## Requirement 1
Using the spellchecker notebook text below, list every package named in a "!pip install" command.

## Page text
# Spellchecker-Utility for testing the generated TXTs

These Code-Blocks can be used to determine the following characteristigs of a .txt file:

1. Spelling and grammar mistakes combined (count and %-share)
2. Vocabulary size (number of different words) for all words and german only
3. Vocabulary frequency (histogram of used words) for all words and german only



To use this script, simply upload a .txt file, specify its name in the "filename" variable and run the notebook.

*Thanks to "Marco Polo" for aiding us with those python-libraries :)*

**1. Install all dependencies**

In [1]:
# Dependencies

!pip install language_tool_python
!pip install pyspellchecker
!apt install build-essential python3-dev libhunspell-dev
!pip install hunspell
!pip install nltk



Der Befehl "apt" ist entweder falsch geschrieben oder
konnte nicht gefunden werden.


Collecting hunspell
  Using cached hunspell-0.5.5.tar.gz (34 kB)
  Preparing metadata (setup.py): started
  Preparing metadata (setup.py): finished with status 'done'
Building wheels for collected packages: hunspell
  Building wheel for hunspell (setup.py): started
  Building wheel for hunspell (setup.py): finished with status 'error'
  Running setup.py clean for hunspell
Failed to build hunspell


  error: subprocess-exited-with-error
  
  python setup.py bdist_wheel did not run successfully.
  exit code: 1
  
  [5 lines of output]
  running bdist_wheel
  running build
  running build_ext
  building 'hunspell' extension
  error: Microsoft Visual C++ 14.0 or greater is required. Get it with "Microsoft C++ Build Tools": https://visualstudio.microsoft.com/visual-cpp-build-tools/
  [end of output]
  
  note: This error originates from a subprocess, and is likely not a problem with pip.
  ERROR: Failed building wheel for hunspell
ERROR: Could not build wheels for hunspell, which is required to install pyproject.toml-based projects


**2. Import all needed libraries**

In [2]:
import re
import matplotlib.pyplot as plt
import language_tool_python
from spellchecker import SpellChecker
import hunspell
import nltk

ModuleNotFoundError: No module named 'hunspell'

**3. Run the preconfiguration**
- Please specify the name of the .txt file to check in this cell
- If you want to change the preview-sizes, you can change them here as well
- Plese dont forget to upload the needed files for hunspell into the runtime as stated in the comment below
- If you, for whatever reason, need to change the parameters of the spellchecking libraries, please use this cell to do so

In [None]:
# Configuration variables -> Change things here!

## Requirement 2
Reproduce only the lines of the listing from its first line through the line with "point(526, 215)", requests included, shifting every answer coordinate by adding -39 to each x and y value.

## Data extract
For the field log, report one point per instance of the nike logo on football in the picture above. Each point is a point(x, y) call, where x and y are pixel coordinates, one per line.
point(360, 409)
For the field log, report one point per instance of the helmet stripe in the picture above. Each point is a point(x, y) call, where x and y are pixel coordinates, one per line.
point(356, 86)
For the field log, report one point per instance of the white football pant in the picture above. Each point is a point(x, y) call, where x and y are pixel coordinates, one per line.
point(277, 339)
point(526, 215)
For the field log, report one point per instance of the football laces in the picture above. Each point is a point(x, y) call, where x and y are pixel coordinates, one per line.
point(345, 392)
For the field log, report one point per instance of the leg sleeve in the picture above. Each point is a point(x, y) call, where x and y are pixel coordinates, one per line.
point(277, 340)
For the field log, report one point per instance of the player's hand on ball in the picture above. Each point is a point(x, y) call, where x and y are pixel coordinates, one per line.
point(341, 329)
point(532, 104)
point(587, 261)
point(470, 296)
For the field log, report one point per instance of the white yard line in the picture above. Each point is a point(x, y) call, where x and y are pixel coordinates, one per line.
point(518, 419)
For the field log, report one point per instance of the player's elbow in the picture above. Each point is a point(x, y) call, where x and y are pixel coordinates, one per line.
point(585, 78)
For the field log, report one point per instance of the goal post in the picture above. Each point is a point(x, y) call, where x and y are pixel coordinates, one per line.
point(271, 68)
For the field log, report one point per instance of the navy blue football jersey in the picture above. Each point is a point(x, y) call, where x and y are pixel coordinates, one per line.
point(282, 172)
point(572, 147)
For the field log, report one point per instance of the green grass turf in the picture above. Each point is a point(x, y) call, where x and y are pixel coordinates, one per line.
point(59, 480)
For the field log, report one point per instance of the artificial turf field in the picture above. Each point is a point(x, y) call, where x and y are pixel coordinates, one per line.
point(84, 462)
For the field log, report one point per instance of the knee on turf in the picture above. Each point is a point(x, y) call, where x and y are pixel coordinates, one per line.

## Written solution 1
language_tool_python
pyspellchecker
hunspell
nltk

## Written solution 2
For the field log, report one point per instance of the nike logo on football in the picture above. Each point is a point(x, y) call, where x and y are pixel coordinates, one per line.
point(321, 370)
For the field log, report one point per instance of the helmet stripe in the picture above. Each point is a point(x, y) call, where x and y are pixel coordinates, one per line.
point(317, 47)
For the field log, report one point per instance of the white football pant in the picture above. Each point is a point(x, y) call, where x and y are pixel coordinates, one per line.
point(238, 300)
point(487, 176)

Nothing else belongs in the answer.